## Given text
▶
Wait, you can't run this test if you only have 2 pianos. It's not fair to us that have 100+ ones.

That said, I would probably choose my Ravenscroft 275 for basic piano as I always end up back with it. It sound good on the low and the high end. And? I'll probably change my mind a few times. 

But I also like weird pianos - my current favorite is Preparato because I just got it.


----------



## iwritemusic (Jul 9, 2020)

+1 on NI Noire!


----------



## labornvain (Jul 9, 2020)

Emotional piano


----------



## Geoff Grace (Jul 9, 2020)

Grand piano: Production Voices Production Grand 2 (Full Version)

Upright piano: Synthogy Ivory II Upright Pianos

Electric pianos: Spectrasonics Keyscape

Best,

Geoff


----------



## blackzeroaudio (Jul 9, 2020)

Hans Zimmer Piano and Ascend seem to be my go-to's for just about everything at the moment.


----------



## BezO (Jul 9, 2020)

At the moment, I use electrics more than acoustics.

I use Soniccouture's The Canterbury and Scarbee's Classic EP-88s equally. I'd probably take The Canterbury to the island because of it's multi-out capabilities.

If I also get an acoustic, Soniccouture's The Hammersmith.




blackzeroaudio said:


> Hans Zimmer Piano and Ascend seem to be my go-to's for just about everything at the moment.


Do you use Ascend as a "regular" piano or for it's melody engine?


----------



## blackzeroaudio (Jul 9, 2020)

BezO said:


> Do you use Ascend as a "regular" piano or for it's melody engine?



More as a regular piano. Mostly use it for the "artiuclations/FX" like twine or the hammer plucks. Adds a really nice element.


----------



## muk (Jul 9, 2020)

As standard piano Garritan CFX. For moody/cinematic tracks NI Noire.


----------



## KEM (Jul 9, 2020)

Malmsjö


----------



## David Kudell (Jul 9, 2020)

What I love about Noire is it has a bass overlay option on the low notes that’s extremely satisfying to play.


----------



## Jeremy Spencer (Jul 9, 2020)

Believe it or not, mine is the good old EW Steinway D.


----------



## Yellow Studio (Jul 9, 2020)

+1 Olafur Arnauld Composer Toolkit by Spitfire Audio.


----------



## Ashermusic (Jul 9, 2020)

I have a new Desert Island piano!

I just used Logic's Auto Sampler to capture the Italian Grand Platinum from my Dexibell Vivo S7 to create a Sampler Instrument for Sampler (formerly the EXS24) and THIS will now be my go to.
◀
## Input material
▶
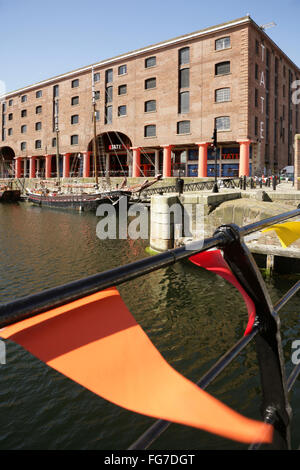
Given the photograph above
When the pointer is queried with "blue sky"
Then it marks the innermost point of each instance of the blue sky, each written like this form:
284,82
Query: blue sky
41,39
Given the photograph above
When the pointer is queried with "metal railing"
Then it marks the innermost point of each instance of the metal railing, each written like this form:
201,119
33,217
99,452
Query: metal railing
229,238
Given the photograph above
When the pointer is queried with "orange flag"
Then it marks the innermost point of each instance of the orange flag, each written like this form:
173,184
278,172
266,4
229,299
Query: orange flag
96,342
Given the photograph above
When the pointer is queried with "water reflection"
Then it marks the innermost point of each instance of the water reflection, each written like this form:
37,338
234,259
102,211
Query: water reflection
177,307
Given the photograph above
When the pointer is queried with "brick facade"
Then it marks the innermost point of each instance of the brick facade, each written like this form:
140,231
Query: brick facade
259,107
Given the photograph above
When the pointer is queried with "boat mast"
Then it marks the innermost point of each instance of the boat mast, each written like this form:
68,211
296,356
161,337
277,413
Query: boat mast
94,124
57,138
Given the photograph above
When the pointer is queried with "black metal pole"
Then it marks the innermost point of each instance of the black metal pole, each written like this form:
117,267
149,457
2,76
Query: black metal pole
268,340
215,187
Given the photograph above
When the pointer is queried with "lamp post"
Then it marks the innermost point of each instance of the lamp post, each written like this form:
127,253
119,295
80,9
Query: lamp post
214,137
57,140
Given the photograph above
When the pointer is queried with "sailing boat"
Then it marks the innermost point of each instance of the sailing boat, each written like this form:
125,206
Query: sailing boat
81,199
7,193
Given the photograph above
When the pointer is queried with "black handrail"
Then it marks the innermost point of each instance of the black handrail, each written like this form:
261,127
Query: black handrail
229,238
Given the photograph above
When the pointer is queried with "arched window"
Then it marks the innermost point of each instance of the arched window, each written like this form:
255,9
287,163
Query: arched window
74,139
184,55
183,127
222,68
150,131
150,106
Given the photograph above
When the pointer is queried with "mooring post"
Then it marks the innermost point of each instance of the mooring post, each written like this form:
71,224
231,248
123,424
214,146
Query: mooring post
270,264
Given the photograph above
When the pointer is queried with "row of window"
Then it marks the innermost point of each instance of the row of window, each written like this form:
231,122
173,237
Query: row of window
184,58
221,95
183,127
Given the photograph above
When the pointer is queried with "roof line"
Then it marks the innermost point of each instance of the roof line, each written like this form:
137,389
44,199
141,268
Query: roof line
132,54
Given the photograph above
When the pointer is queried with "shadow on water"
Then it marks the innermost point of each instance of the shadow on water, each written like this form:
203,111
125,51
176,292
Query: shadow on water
190,315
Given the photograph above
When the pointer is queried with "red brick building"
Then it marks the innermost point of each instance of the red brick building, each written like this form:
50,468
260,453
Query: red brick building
156,109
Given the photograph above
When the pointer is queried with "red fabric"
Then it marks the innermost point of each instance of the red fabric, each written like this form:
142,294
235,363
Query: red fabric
213,261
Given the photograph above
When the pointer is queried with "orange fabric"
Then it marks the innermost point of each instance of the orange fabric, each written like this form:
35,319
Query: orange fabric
96,342
213,260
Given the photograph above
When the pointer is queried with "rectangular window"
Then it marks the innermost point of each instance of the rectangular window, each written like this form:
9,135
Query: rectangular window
184,56
184,102
122,110
183,127
150,83
222,95
184,78
74,119
222,68
122,70
109,76
75,100
108,115
150,62
55,91
222,123
150,131
150,106
109,94
75,83
223,43
122,90
74,139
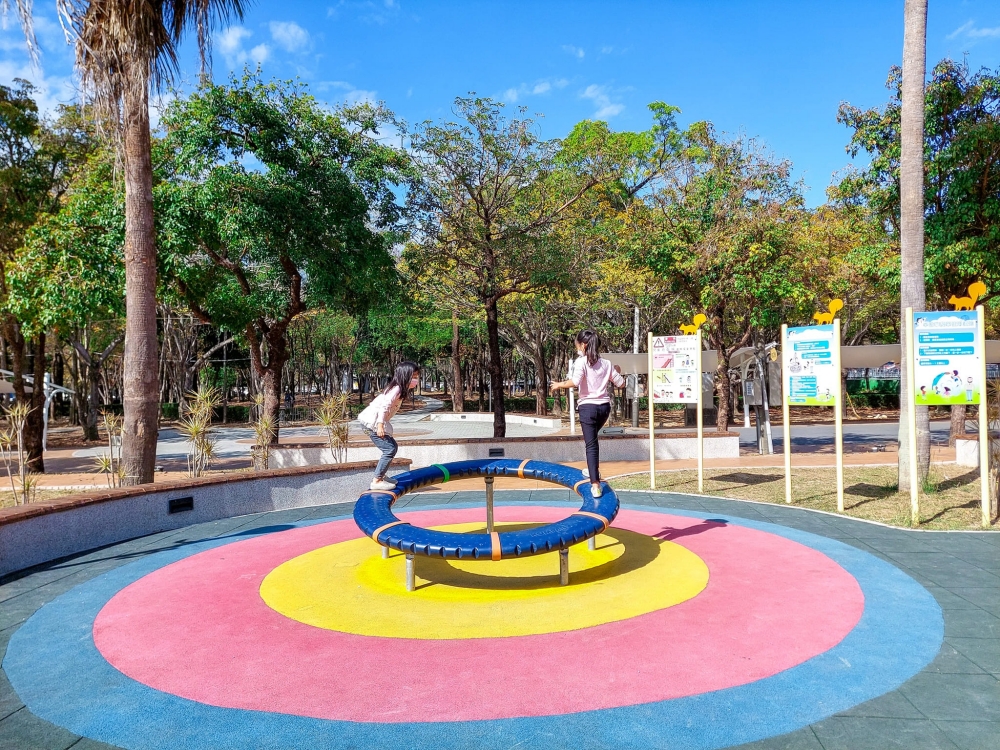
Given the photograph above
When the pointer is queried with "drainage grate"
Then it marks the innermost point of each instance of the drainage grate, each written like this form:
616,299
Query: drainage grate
180,504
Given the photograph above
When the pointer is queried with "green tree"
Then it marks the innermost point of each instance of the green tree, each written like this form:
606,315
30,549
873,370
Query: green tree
69,274
721,232
961,186
36,162
123,50
489,193
279,206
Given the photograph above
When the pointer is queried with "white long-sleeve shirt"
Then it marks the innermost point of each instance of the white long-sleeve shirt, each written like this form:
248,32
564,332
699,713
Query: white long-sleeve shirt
382,408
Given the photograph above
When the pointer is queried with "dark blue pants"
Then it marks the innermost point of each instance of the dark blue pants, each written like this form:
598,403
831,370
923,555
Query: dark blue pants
388,446
592,418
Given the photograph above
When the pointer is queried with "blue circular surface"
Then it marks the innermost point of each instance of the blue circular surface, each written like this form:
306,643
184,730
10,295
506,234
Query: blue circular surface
56,669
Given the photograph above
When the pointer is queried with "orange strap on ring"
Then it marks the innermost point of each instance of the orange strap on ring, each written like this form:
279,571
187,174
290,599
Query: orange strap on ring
520,469
380,529
598,516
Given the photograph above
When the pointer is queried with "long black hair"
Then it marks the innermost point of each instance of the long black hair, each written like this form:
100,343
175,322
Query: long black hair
402,377
593,343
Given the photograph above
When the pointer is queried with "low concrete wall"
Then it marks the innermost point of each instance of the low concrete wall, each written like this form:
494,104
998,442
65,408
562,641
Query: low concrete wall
557,448
451,416
41,532
967,451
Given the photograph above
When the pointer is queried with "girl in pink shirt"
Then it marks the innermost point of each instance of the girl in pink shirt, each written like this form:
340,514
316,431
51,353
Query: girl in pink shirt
375,419
591,375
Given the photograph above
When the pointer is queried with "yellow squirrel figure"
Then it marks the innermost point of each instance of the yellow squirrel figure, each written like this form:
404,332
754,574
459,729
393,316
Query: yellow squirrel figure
826,318
690,330
976,290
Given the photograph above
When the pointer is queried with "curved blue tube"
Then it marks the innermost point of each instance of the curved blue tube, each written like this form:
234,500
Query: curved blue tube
374,516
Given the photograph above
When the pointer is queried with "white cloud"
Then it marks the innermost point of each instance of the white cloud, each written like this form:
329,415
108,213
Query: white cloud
351,94
968,30
230,44
290,36
539,88
50,91
601,97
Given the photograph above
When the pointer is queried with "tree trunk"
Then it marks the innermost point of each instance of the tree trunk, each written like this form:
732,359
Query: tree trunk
141,390
93,402
724,389
496,369
957,423
35,425
458,384
541,378
911,188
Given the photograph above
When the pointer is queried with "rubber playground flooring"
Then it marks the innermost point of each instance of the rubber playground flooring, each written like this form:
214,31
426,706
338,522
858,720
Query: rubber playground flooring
◀
## Short exercise 1
From the piano forum thread, list each piano instrument that Geoff Grace recommends, along with the category he gives it.
## Short exercise 2
Show every line of the entries that contains the string "surface".

## Correct answer 1
- Grand piano: Production Voices Production Grand 2 (Full Version)
- Upright piano: Synthogy Ivory II Upright Pianos
- Electric pianos: Spectrasonics Keyscape

## Correct answer 2
When the pointer is queried with "blue circular surface"
Then it marks the innermost point of each instance of the blue circular surface, each written like this form:
Query: blue circular surface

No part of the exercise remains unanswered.